Copy out the items from the start through the line containing "x=322, y=363", putting "central" in place of every "innermost" and leaving everything else unchanged.

-------- Given data --------

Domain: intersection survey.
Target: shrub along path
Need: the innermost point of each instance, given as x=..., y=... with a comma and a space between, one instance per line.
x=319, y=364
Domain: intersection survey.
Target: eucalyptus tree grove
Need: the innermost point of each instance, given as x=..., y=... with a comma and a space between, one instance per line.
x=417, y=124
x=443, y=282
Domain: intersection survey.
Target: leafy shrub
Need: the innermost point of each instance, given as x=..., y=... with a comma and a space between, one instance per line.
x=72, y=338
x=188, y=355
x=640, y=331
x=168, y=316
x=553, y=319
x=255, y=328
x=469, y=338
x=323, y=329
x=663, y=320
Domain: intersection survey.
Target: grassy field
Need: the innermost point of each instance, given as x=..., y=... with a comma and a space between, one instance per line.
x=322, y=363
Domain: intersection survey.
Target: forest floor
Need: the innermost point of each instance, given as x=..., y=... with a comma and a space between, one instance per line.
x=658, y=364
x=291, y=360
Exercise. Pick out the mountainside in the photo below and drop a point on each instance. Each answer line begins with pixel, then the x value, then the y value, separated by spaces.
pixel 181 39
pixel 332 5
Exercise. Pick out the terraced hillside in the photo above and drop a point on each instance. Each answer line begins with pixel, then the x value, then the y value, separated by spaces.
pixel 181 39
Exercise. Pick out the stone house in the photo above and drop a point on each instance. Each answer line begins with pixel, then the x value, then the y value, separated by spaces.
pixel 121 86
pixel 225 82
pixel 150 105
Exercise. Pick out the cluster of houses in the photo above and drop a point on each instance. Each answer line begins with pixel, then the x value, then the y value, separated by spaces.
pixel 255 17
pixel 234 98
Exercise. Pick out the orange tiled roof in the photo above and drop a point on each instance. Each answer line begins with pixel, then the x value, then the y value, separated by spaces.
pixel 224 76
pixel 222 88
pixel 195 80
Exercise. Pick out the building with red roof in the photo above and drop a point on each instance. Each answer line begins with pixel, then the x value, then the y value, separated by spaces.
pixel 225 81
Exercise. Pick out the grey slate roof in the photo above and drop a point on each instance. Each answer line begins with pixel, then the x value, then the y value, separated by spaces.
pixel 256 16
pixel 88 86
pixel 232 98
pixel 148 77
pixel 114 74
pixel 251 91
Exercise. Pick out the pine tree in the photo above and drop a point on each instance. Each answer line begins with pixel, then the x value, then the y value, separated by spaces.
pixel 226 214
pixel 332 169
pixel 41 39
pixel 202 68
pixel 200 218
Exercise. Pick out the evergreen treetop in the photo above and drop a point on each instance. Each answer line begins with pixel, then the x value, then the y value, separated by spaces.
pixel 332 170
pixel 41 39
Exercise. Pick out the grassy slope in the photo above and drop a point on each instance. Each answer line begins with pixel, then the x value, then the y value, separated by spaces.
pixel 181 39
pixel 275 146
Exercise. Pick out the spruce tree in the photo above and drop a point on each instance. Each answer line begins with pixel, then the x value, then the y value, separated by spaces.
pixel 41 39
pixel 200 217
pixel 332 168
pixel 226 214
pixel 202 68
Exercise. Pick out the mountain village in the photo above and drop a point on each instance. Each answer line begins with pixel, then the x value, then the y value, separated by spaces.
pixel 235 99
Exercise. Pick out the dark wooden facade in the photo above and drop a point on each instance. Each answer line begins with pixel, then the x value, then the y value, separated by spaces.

--------

Answer to this problem
Domain: intersection survey.
Target: shrub along path
Need: the central point of each instance, given as x=..., y=... with a comma and a space between, one instance per line.
x=319, y=364
Domain: intersection survey.
Target: eucalyptus tree grove
Need: the central point of each instance, given as x=..., y=... with a comma and a space between, one instance per line.
x=417, y=124
x=443, y=282
Domain: intersection survey.
Target: leafy shrub
Need: the central point of each instance, given as x=..., y=... with a comma and a space between, one instance per line.
x=72, y=338
x=188, y=355
x=640, y=331
x=168, y=316
x=553, y=319
x=255, y=328
x=469, y=338
x=323, y=329
x=663, y=320
Domain: intersection survey.
Target: grassy field
Need: the central point of each instance, given as x=..., y=... with a comma and a space between, one instance per line.
x=322, y=363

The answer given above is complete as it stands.